** Goal of the exercise **
With the line containing "If you could pin the stone" as the first line and the last line of the records as the final one, reproduce that range exactly.

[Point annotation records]
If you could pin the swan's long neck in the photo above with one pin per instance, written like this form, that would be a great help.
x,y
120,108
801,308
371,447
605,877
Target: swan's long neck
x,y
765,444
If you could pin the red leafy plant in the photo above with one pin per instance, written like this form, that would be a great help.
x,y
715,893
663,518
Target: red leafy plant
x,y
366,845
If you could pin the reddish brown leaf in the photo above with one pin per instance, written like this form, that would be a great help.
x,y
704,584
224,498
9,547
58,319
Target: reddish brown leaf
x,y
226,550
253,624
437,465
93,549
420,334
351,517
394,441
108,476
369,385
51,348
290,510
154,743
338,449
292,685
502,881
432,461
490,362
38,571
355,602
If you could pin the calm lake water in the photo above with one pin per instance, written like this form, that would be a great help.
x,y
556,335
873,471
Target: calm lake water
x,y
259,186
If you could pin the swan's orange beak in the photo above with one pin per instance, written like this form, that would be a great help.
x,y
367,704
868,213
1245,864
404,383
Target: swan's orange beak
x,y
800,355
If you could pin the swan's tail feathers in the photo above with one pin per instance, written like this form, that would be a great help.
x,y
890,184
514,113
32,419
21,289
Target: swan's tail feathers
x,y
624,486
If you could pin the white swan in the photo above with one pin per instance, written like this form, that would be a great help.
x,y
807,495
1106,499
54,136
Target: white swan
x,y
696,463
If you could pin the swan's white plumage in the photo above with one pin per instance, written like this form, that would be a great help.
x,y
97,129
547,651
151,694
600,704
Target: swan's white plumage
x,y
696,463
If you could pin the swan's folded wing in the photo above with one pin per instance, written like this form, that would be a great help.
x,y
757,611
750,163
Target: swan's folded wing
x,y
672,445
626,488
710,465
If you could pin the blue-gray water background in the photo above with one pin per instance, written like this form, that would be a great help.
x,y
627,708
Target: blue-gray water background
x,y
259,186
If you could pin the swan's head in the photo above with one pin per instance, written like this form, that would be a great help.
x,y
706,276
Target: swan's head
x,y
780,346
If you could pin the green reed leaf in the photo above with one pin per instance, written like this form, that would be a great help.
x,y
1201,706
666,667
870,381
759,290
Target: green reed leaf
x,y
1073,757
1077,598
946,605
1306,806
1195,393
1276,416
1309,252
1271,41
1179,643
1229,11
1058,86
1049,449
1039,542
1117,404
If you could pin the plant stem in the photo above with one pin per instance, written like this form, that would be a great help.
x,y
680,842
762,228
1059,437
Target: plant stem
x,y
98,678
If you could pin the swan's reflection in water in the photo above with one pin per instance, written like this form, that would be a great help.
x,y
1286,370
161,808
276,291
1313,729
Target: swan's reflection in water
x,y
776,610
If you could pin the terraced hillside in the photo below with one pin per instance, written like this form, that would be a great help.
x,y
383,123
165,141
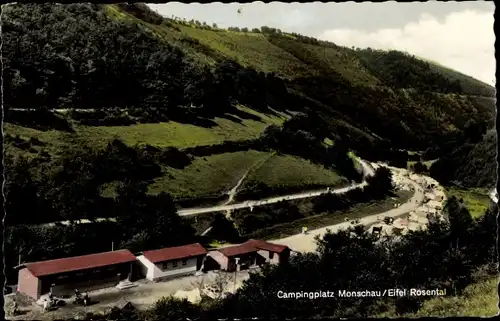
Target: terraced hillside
x,y
187,97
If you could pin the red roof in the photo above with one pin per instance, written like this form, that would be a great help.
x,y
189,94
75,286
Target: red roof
x,y
252,246
77,263
174,253
263,245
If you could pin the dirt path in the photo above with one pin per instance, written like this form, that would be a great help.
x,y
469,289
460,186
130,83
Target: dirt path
x,y
307,243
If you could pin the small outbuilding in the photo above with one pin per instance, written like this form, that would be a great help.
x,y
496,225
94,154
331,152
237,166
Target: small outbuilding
x,y
249,254
161,264
85,273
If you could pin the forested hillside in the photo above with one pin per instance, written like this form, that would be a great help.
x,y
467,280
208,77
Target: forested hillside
x,y
115,111
182,99
125,56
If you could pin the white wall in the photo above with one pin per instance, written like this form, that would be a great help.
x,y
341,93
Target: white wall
x,y
267,256
166,269
219,258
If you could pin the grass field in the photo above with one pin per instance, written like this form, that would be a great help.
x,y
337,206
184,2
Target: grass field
x,y
478,300
476,200
216,174
156,134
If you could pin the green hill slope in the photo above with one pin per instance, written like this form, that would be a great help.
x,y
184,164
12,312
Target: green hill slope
x,y
162,83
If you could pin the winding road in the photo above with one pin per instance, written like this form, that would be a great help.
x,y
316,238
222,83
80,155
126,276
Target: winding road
x,y
307,243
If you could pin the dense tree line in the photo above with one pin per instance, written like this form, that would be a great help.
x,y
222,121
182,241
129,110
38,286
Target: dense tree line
x,y
472,164
103,62
249,221
401,70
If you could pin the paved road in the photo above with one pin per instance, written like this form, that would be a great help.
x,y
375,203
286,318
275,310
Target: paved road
x,y
368,170
306,242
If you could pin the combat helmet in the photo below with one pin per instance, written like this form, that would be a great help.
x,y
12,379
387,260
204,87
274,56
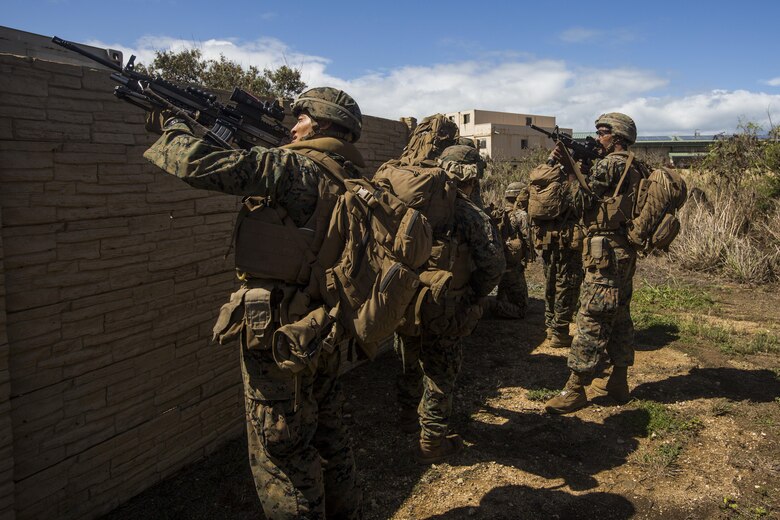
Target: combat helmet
x,y
620,124
334,105
465,141
513,190
462,162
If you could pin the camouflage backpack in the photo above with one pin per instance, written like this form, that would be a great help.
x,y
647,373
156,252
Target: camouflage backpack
x,y
648,207
429,139
359,253
367,265
442,304
545,192
660,195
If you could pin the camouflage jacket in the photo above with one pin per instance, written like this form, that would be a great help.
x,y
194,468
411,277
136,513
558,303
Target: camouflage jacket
x,y
289,179
485,246
602,180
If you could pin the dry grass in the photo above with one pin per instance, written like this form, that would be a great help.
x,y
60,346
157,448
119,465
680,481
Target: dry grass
x,y
728,236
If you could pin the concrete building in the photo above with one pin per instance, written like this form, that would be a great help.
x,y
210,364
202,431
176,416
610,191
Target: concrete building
x,y
504,135
675,150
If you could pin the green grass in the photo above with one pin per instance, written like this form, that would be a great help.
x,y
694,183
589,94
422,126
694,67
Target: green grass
x,y
663,421
662,456
656,328
669,431
671,297
541,394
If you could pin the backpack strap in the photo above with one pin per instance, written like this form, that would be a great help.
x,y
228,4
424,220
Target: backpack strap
x,y
331,166
623,176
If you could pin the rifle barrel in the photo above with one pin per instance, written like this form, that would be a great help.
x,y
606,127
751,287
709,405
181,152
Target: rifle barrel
x,y
71,46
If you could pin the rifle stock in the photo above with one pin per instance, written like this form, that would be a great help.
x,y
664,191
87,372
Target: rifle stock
x,y
244,123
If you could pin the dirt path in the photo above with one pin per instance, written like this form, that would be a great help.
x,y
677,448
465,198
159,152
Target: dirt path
x,y
719,459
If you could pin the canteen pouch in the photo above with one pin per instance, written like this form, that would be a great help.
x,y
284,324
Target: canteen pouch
x,y
297,346
666,232
231,319
258,315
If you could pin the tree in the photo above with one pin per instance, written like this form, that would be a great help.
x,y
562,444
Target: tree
x,y
188,66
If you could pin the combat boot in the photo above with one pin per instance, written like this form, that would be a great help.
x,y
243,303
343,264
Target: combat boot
x,y
614,386
431,451
559,340
571,398
409,420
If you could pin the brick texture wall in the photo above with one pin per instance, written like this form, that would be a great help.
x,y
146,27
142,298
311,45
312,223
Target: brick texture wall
x,y
6,431
112,275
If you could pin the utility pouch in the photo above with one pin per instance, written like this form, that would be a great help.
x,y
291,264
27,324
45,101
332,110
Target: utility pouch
x,y
597,252
297,346
596,247
231,318
666,232
258,316
577,237
438,281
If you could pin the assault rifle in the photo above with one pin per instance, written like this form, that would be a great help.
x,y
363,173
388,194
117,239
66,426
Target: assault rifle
x,y
571,151
246,123
587,152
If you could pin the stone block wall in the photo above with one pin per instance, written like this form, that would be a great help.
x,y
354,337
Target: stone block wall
x,y
111,276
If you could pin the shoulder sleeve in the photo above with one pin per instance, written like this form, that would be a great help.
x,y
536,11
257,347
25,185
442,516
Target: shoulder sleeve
x,y
259,171
602,179
487,251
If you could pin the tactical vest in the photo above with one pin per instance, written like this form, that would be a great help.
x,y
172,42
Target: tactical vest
x,y
269,245
612,213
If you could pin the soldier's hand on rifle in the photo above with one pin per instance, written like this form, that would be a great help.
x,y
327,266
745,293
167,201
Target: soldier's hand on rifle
x,y
156,119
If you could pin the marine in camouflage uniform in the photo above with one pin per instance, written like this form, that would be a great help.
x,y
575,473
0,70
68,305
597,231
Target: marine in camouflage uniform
x,y
604,323
561,252
432,360
299,448
511,300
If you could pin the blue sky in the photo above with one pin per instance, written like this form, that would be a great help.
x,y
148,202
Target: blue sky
x,y
676,67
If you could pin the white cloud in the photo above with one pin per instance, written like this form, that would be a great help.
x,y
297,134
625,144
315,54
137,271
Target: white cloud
x,y
579,35
509,83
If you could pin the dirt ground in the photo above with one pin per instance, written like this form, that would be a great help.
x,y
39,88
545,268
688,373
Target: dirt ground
x,y
605,461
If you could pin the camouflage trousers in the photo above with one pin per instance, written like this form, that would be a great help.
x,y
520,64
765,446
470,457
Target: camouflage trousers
x,y
430,368
299,448
604,323
563,277
511,301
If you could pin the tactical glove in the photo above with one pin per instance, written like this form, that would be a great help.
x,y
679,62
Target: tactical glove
x,y
157,118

** Answer **
If you could pin the stone block wall in the photo above with one pin per instance, written like this form, that would be a great help.
x,y
354,337
Target: stone block wall
x,y
111,276
If you could pin the shoulder sleeve in the photo above with one pin per instance, written like this form, that would be a great help.
x,y
536,11
257,347
25,185
442,516
Target: shoulder sleeve
x,y
259,171
602,179
487,251
If you could pin the tactical vest in the photo above with one pin per instance, written like this form, that would be a great help.
x,y
172,42
Target: tactical vest
x,y
269,245
612,213
If you could pin the soldier's hand on rifle in the photo above with one pin per instance, written like this form, that would be a great help.
x,y
327,266
745,293
167,201
Target: soldier's hand on rifle
x,y
156,119
If you could pin the marine in camouflage uniform in the photo above with one pin per instance, written like this form, that would be a great help.
x,y
575,473
0,70
68,305
597,231
Target: marine in camouflage uniform
x,y
604,323
561,252
432,360
299,448
511,300
If you could pin the blue sky in the photo above with one pin per instance, written like this form, that would be a great help.
x,y
148,202
Target: blue sky
x,y
676,67
If you could pin the white cloud in the photo above with one pin per instance, written like this form, that would be a great help.
x,y
297,134
625,144
315,54
137,271
Target: white cloud
x,y
579,35
509,83
If you could pin the dirt ground in the photo above with one pin per instance, written like this form, that would be a great help.
x,y
39,88
545,268
688,373
Target: dirt ground
x,y
605,461
If you could pin the camouflage trousers in the photo above with one pin per instance, written like this form, that would be a great help.
x,y
520,64
765,446
470,457
Target: camouflage trousers
x,y
430,368
299,448
604,323
563,277
511,301
If you could pin the tactical glove in the photo above with one pin per instance, written like this form, that would be a great help.
x,y
679,62
Target: tactical glove
x,y
157,118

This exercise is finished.